***** SOURCE EXTRACT
A benchmark of semi-supervised scRNA-seq integration methods in real-world scenarios
Fig 5
Scenario IV: Partially Annotated Batches.
(a) Bar plots of all the methods’ performance in four datasets under this setting. The bar indicates the overall weighted score of each method, while the triangle and circle represents the batch correction scores and bio-conservation scores respectively. The vertical dashed lines separate the bars into four groups, namely, 30%, 50%, 70% and unsupervised. The five unsupervised counterparts are presented on the right, depicted with empty (unfilled) bars. (b) Scatter plot of the scaled batch correction score against the scaled bio-conservation score for each method under the partially annotated batches setting for different proportions, averaging across four datasets. The scaled score for each dataset and missing proportion is calculated as the ratio of overall bio-conservation/batch-mixing metric for a given method with respect to the corresponding mean using five unsupervised methods. The detailed scaling procedure can be found in Methods Section 2.2. Scaled scores for unsupervised methods are also included using unfilled triangles. Different colors indicate the methods and the size of dot shapes represent the missing batch proportions. The horizontal red dashed line represents the average bio conservation score across all methods (both supervised and unsupervised methods), while the vertical blue dotted line represented the average batch correction score. (c) Radar plots showing the performance of all methods on individual metrics for the human pancreas, macaque, human immune, and lung atlas datasets, averaged over all the three proportions for semi-supervised methods. Metrics include biological conservation (red) and batch correction (blue). As scCRAFT achieved the highest overall performance among unsupervised methods, only its scores are shown for clarity; radar plots for the remaining methods are provided in the Section 3 in S1 Text.
**********
> _WORK ITEM 1_
According to the figure caption, what do the triangle and the circle stand for in the bar plots of panel (a)?
> _WORK ITEM 2_
Rewrite the paragraph of the figure caption that begins "(a) Bar plots of all the methods’ performance" as a brief list, keeping its main facts.
The dataset entries are not needed for working with the figure caption.
***** EXCERPTED DATA
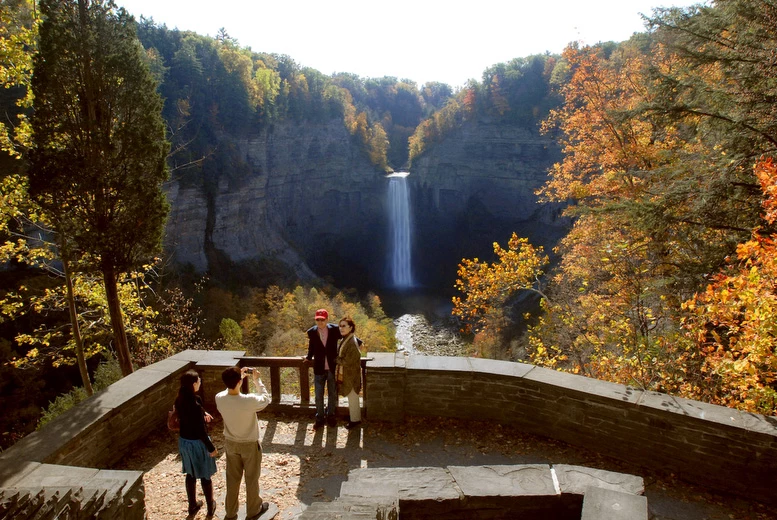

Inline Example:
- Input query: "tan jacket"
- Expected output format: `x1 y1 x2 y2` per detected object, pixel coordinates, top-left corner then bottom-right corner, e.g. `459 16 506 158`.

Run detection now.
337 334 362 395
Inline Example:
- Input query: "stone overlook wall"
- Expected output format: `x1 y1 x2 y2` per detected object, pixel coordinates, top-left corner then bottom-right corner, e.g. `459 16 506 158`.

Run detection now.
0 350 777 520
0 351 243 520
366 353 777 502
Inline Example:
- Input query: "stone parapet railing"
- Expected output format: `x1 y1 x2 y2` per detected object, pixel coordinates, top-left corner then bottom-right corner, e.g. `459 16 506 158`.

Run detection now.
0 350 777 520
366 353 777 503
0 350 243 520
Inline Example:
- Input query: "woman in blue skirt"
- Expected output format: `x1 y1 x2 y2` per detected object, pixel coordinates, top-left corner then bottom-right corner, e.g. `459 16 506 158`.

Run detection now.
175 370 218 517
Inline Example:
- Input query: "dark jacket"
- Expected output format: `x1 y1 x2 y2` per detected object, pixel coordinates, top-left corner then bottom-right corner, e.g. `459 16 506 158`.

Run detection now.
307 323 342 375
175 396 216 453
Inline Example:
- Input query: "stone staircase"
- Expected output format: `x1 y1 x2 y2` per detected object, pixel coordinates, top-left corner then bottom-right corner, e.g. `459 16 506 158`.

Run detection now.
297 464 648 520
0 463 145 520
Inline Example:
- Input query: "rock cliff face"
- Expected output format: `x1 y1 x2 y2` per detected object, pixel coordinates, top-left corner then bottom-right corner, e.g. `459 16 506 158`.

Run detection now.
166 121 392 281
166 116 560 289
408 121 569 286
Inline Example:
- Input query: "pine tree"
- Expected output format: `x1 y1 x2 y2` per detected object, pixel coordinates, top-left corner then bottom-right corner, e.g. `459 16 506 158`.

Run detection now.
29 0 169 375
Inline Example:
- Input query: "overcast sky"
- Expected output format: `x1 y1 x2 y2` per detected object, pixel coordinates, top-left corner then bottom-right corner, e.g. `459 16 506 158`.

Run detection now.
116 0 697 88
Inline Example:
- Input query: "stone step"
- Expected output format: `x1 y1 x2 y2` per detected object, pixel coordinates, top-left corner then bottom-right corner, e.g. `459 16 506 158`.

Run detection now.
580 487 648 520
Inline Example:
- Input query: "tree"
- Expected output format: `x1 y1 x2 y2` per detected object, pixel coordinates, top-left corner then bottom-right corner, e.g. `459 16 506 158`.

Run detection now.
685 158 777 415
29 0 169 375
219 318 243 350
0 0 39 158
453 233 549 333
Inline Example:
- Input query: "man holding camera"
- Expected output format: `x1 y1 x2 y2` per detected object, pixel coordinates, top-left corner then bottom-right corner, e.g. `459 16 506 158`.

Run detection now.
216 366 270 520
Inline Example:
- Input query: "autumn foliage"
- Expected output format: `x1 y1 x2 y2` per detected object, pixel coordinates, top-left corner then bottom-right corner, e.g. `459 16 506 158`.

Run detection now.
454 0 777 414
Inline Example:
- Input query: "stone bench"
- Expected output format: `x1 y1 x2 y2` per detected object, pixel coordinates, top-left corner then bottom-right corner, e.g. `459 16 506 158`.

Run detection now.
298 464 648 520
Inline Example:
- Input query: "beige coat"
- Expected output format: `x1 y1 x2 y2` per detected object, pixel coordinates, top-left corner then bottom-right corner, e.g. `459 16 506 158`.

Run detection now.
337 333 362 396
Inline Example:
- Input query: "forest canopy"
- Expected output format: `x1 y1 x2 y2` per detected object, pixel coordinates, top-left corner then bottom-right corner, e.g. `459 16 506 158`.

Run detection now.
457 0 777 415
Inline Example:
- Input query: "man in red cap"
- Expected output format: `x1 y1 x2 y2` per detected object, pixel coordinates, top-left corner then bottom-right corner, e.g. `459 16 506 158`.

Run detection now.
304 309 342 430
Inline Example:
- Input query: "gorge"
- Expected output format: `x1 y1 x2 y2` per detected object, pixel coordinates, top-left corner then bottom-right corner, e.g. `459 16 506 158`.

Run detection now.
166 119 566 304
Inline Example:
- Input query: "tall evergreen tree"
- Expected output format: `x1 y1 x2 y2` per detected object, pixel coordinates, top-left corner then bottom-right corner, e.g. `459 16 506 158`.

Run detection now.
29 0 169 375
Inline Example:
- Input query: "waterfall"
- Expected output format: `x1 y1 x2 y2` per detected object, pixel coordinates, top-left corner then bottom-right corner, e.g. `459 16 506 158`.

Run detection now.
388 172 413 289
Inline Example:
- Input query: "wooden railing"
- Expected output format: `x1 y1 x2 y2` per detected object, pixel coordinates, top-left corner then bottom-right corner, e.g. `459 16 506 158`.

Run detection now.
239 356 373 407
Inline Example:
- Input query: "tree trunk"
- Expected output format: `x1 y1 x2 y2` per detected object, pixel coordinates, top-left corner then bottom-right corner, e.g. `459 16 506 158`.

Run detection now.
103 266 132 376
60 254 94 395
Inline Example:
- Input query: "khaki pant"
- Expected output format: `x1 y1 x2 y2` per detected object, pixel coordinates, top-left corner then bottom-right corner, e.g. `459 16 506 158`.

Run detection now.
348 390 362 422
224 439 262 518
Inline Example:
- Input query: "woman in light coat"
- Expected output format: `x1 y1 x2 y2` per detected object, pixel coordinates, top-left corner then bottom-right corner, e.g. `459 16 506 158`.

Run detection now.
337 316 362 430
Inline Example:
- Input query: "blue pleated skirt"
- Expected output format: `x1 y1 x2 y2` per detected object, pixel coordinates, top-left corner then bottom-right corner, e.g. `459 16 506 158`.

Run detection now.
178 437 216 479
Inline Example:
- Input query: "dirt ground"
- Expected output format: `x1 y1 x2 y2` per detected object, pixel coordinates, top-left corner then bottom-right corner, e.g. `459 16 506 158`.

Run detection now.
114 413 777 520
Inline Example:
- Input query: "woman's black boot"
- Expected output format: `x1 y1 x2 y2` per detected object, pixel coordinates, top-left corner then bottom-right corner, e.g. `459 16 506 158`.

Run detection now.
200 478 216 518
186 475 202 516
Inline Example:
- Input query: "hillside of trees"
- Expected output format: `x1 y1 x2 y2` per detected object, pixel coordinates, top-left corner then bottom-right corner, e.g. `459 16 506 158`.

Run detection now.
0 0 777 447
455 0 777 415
**********
***** EXCERPTED DATA
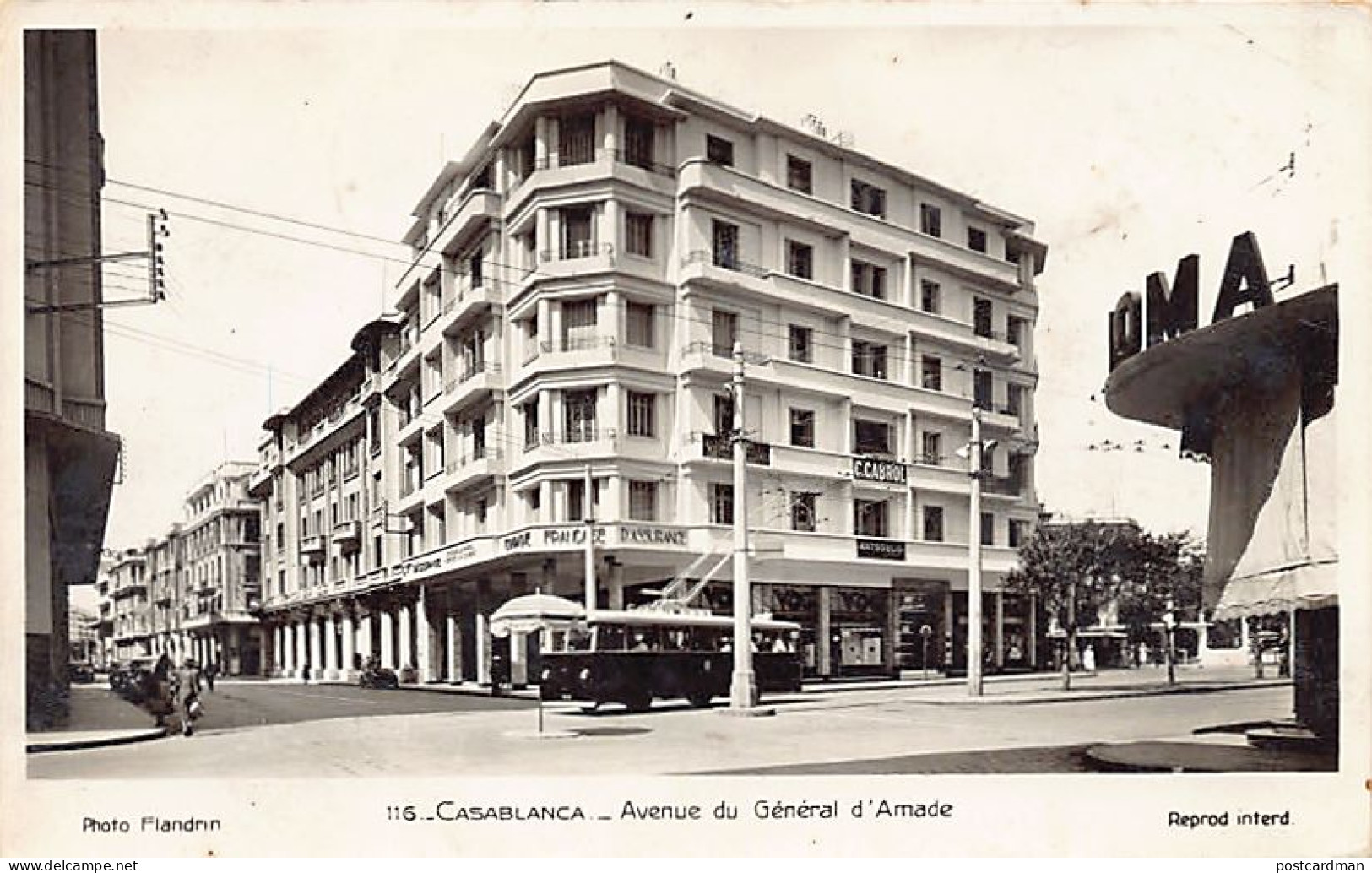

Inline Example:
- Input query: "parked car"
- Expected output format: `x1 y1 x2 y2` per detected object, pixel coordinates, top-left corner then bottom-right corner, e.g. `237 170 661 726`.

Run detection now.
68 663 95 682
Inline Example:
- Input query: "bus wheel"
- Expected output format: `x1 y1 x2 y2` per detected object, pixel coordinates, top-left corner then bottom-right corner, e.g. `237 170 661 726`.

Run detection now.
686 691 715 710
**********
***** EXCERPTED DATA
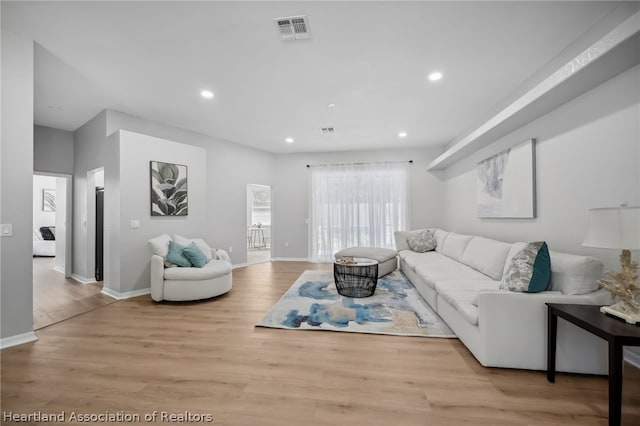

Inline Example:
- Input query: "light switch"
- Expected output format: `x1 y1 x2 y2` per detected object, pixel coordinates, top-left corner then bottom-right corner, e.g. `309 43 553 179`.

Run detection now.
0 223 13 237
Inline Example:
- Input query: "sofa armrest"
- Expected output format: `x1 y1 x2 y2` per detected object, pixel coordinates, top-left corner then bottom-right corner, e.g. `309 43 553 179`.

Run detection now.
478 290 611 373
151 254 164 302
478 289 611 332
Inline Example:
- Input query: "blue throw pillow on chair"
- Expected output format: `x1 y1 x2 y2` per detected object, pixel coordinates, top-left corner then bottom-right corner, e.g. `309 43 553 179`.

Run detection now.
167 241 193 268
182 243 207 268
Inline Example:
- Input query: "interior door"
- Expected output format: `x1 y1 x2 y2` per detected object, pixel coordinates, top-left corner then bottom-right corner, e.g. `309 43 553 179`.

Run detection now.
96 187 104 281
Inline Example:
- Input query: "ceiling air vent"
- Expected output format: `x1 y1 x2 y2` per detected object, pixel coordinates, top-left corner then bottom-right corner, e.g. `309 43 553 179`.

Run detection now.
**********
> _SOLUTION 1_
The triangle stands for the batch correction scores, and the circle stands for the bio-conservation scores.

> _SOLUTION 2_
- (a) Bar plots of each method's performance on four datasets.
  - Bars show the overall weighted score, triangles show batch correction scores, and circles show bio-conservation scores.
  - Dashed vertical lines split the bars into four groups: 30%, 50%, 70% and unsupervised.
  - The five unsupervised counterparts appear on the right as unfilled bars.
- (b) Scatter plot of scaled batch correction score against scaled bio-conservation score for each method and proportion, averaged across four datasets.
  - Each scaled score is a method's metric divided by the mean of the five unsupervised methods. Methods Section 2.2 gives the details.
  - Unsupervised methods appear as unfilled triangles.
  - Colors mark the methods, and dot size marks the missing batch proportion.
  - A red dashed horizontal line marks the average bio conservation score across all methods, and a blue dotted vertical line marks the average batch correction score.
- (c) Radar plots of individual metrics for the human pancreas, macaque, human immune and lung atlas datasets.
  - Semi-supervised results are averaged over the three proportions.
  - Biological conservation metrics are in red, and batch correction metrics are in blue.
  - scCRAFT is the only unsupervised method shown, since it scored highest among them. The other unsupervised methods appear in Section 3 of S1 Text.